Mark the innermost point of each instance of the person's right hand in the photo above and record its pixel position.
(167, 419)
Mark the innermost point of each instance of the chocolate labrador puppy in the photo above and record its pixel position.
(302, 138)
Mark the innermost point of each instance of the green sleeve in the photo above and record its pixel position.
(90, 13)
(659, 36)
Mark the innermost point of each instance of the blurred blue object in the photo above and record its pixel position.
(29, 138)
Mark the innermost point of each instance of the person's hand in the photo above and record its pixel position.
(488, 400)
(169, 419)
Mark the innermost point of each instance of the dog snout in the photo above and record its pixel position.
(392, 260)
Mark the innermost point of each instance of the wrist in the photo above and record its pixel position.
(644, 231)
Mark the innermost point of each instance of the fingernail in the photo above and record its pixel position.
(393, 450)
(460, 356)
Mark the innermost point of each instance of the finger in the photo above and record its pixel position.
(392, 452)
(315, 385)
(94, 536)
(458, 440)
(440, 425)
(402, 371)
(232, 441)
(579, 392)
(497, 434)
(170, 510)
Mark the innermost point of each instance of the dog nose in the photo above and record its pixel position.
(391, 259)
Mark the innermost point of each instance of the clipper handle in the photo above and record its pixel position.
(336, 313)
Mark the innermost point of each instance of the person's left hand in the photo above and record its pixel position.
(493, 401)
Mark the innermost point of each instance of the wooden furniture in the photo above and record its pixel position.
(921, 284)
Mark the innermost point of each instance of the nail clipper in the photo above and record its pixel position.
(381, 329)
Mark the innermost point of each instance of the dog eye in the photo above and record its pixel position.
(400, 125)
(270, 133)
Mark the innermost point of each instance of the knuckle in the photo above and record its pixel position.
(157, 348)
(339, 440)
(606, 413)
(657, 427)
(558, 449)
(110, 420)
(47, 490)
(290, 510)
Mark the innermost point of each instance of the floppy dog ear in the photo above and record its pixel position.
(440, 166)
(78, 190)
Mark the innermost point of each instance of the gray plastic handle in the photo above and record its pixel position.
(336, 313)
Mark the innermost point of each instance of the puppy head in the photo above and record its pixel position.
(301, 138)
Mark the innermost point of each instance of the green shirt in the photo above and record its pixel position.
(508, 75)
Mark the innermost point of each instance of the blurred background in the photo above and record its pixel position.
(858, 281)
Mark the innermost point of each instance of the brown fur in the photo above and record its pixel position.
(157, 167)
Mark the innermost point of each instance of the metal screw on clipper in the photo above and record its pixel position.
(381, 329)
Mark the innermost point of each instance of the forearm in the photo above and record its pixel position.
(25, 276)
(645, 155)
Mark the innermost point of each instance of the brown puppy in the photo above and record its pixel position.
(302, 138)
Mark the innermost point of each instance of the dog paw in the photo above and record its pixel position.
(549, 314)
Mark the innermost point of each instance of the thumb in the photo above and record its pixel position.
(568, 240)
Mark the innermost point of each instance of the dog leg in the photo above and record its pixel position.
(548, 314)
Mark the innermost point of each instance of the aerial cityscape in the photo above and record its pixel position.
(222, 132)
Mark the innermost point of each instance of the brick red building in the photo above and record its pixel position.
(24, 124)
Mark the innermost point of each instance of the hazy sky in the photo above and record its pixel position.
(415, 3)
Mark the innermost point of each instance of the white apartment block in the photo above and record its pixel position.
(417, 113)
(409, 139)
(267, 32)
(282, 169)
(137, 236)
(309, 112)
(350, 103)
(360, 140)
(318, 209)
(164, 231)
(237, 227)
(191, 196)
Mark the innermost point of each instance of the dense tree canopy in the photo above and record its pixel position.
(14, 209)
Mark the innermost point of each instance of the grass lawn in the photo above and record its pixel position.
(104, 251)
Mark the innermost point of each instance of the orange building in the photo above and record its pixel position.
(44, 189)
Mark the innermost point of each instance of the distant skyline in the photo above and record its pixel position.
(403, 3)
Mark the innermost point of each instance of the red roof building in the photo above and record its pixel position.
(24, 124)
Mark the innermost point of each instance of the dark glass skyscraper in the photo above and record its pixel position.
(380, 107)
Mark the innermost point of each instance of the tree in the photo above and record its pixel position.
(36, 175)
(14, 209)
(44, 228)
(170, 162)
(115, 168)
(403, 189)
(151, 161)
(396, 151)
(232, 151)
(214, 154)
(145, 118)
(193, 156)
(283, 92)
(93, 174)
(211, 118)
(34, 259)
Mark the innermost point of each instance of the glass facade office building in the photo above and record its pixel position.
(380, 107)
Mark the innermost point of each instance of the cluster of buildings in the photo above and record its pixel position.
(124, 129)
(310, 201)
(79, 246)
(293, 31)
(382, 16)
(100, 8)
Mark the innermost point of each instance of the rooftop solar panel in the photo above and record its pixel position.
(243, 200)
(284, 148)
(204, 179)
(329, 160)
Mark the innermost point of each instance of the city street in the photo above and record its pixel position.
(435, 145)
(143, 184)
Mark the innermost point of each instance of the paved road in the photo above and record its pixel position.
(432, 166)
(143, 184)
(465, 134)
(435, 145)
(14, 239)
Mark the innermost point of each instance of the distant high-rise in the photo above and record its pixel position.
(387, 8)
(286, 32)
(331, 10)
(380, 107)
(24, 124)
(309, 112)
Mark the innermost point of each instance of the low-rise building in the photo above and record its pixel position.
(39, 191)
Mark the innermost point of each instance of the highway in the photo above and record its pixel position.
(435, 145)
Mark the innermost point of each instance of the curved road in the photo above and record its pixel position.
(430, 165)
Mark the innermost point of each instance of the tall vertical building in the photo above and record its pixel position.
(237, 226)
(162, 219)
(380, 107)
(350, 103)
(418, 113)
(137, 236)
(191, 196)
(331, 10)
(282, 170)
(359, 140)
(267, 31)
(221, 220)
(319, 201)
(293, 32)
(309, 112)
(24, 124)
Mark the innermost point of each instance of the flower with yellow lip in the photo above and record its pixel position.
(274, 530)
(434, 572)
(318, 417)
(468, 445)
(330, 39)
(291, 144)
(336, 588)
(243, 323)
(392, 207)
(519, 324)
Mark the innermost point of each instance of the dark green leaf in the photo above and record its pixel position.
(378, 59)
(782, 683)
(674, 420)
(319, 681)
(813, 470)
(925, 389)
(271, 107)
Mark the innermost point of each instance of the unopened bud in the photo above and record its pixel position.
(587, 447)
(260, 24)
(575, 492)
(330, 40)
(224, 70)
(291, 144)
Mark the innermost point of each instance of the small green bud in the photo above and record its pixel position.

- _Work required_: Please reproduce every record shown above, exactly as written.

- _Result_:
Mark the innermost point of each instance of the person's right hand in the photo above and record its pixel position.
(167, 419)
Mark the innermost point of each instance of the chocolate labrador puppy in the photo above and record its pixel position.
(302, 138)
Mark the innermost point of each instance of the green sleeve in the photo above and record its pixel position.
(90, 13)
(659, 36)
Mark the innermost point of each instance of the blurred blue object in the photo above and record its pixel position.
(29, 138)
Mark the innermost point of each instance of the person's hand in the photo above and record its pixel position.
(488, 400)
(169, 419)
Mark the innermost point of each instance of the dog snout in the photo above and record its pixel position.
(392, 260)
Mark the innermost point of each instance of the wrist in the photo above and record its pixel position.
(644, 231)
Mark the innermost point of each instance of the fingernail in the photo above and record its pixel position.
(393, 450)
(460, 356)
Mark the innermost point of each instance of the finger in the photo above and record its pixel position.
(392, 452)
(315, 385)
(94, 536)
(458, 440)
(440, 425)
(402, 371)
(232, 441)
(579, 392)
(497, 434)
(170, 510)
Mark the innermost point of each instance of the dog nose in the photo above and record its pixel position.
(391, 259)
Mark the innermost point of each instance of the clipper handle in the photo above and record its pixel position.
(336, 313)
Mark the innermost point of each instance of the person's left hand in the photo above and record its pixel position.
(493, 401)
Mark the innermost point of each instance of the wooden furniture in the photo above and record its pixel position.
(921, 284)
Mark the innermost point of each instance of the nail clipper in the photo above and record its pixel position.
(381, 329)
Mark the innermost point of each instance of the dog eye in the photo above and record its pixel position.
(400, 125)
(270, 133)
Mark the innermost point of each instance of the knuckle in the photo above and record its pixel position.
(157, 348)
(339, 440)
(606, 413)
(657, 427)
(558, 449)
(110, 420)
(47, 490)
(290, 510)
Mark the innermost point of each instance of the floppy dog ear in the photo above and record its pixel position.
(440, 166)
(78, 190)
Mark the innermost point of each instance of the gray plastic handle in the photo above and record its pixel position.
(336, 313)
Mark the innermost point of each instance of the puppy head in the photo above and record its pixel position.
(301, 138)
Mark the innermost point of each instance of the green shirt in the photo above and record its pixel position.
(508, 75)
Mark the innermost point of each instance of the blurred background in the photo above and record its pixel position.
(858, 281)
Mark the innermost point of each instance of the brown fur in the photo above and record its pixel position.
(157, 167)
Mark the innermost point of each instance of the metal screw on clipper in the photo above and record its pixel position.
(381, 329)
Mark the innermost point of each instance of the forearm in the photo above and record its pixel position.
(25, 276)
(645, 155)
Mark the innermost point of each instance of the brown puppy in the photo above and record its pixel position.
(302, 138)
Mark the innermost point of each instance of the dog paw in the photo above and record its pixel position.
(549, 314)
Mark the innermost point of each instance of the thumb in the photo above and record its pixel position.
(568, 240)
Mark the innermost point of each instance of the dog leg in the photo above and record its pixel position.
(548, 314)
Mark the innermost point of each instance of the aerial cityscape in the photo above and record its pixel position.
(222, 132)
Mark the innermost point of each instance of the brick red building in the photo above and record its pixel position.
(24, 124)
Mark the innermost point of each instance of the hazy sky in the photo above and record its pixel position.
(415, 3)
Mark the innermost point of each instance of the white apartment block in the photo above and record its pixel position.
(417, 113)
(409, 139)
(267, 32)
(282, 169)
(137, 236)
(309, 112)
(350, 103)
(360, 140)
(318, 209)
(164, 231)
(237, 227)
(191, 196)
Mark the innermost point of each instance of the dense tree canopy in the photo above and record its pixel position.
(14, 209)
Mark the innermost point of each instance of the grass lawn in the photo above and record its pixel position.
(104, 251)
Mark the innermost point of each instance of the orange building in the photo above and record its pixel position.
(44, 189)
Mark the innermost point of each instance of the distant skyline in the photo above and record its pixel position.
(403, 3)
Mark the innermost point of each instance of the red roof building in the photo above and record its pixel position.
(24, 124)
Mark the innermost point of each instance of the dark glass skyscraper in the photo above and record its pixel position.
(380, 107)
Mark the innermost point of each instance of the tree in the photo above and record its pixel position.
(36, 175)
(14, 209)
(44, 228)
(170, 162)
(115, 168)
(403, 189)
(151, 161)
(396, 151)
(232, 151)
(214, 154)
(145, 118)
(193, 156)
(283, 92)
(93, 174)
(211, 118)
(34, 259)
Mark the innermost point of each instance of the glass facade office building in the photo above and record its pixel position.
(380, 107)
Mark the innermost point of each instance of the cluster of buildings in the photo above and record its pixel position.
(124, 129)
(310, 201)
(79, 246)
(293, 31)
(382, 16)
(100, 8)
Mark the innermost point of each instance of the rooftop solar panel in the photo above and record its pixel position.
(243, 200)
(284, 148)
(204, 179)
(329, 160)
Mark the innermost point of each instance of the city street in the photo above and record its pixel position.
(435, 145)
(143, 184)
Mark the innermost point of each instance of the paved road in the photo above and record its pixel position.
(432, 166)
(143, 184)
(465, 134)
(435, 145)
(14, 239)
Mark the innermost point of each instance of the distant high-rise in the photo above and record its pixel position.
(387, 8)
(286, 32)
(331, 10)
(380, 107)
(24, 124)
(309, 112)
Mark the innermost point of each instance of the low-rise building in the photo above and record its pixel position.
(39, 191)
Mark the innermost point of each instance of the highway in the photo above and record its pixel position.
(435, 145)
Mark the innermost point of each instance of the curved road in the photo above and record its pixel position.
(430, 165)
Mark the innermost point of each instance of the tall vertical building in the photo above and record its pixel position.
(237, 226)
(162, 219)
(380, 107)
(350, 103)
(418, 113)
(137, 236)
(191, 196)
(331, 10)
(282, 170)
(359, 140)
(267, 31)
(221, 220)
(319, 201)
(293, 32)
(309, 112)
(24, 124)
Mark the innermost point of each instance of the flower with yellow lip in the photo above and record its pixel position.
(274, 530)
(434, 572)
(318, 417)
(468, 445)
(330, 39)
(291, 144)
(336, 588)
(243, 323)
(392, 207)
(519, 324)
Mark the innermost point of each instance of the dark green leaf in the photo above and record its pixel position.
(378, 59)
(782, 683)
(674, 420)
(319, 681)
(813, 470)
(925, 389)
(271, 107)
Mark the innermost point of each instance of the unopened bud in the photo above and record its pixel position.
(587, 447)
(260, 24)
(575, 492)
(330, 40)
(224, 70)
(291, 144)
Mark the innermost point of each instance of the small green bud in the photo above and record its pixel position.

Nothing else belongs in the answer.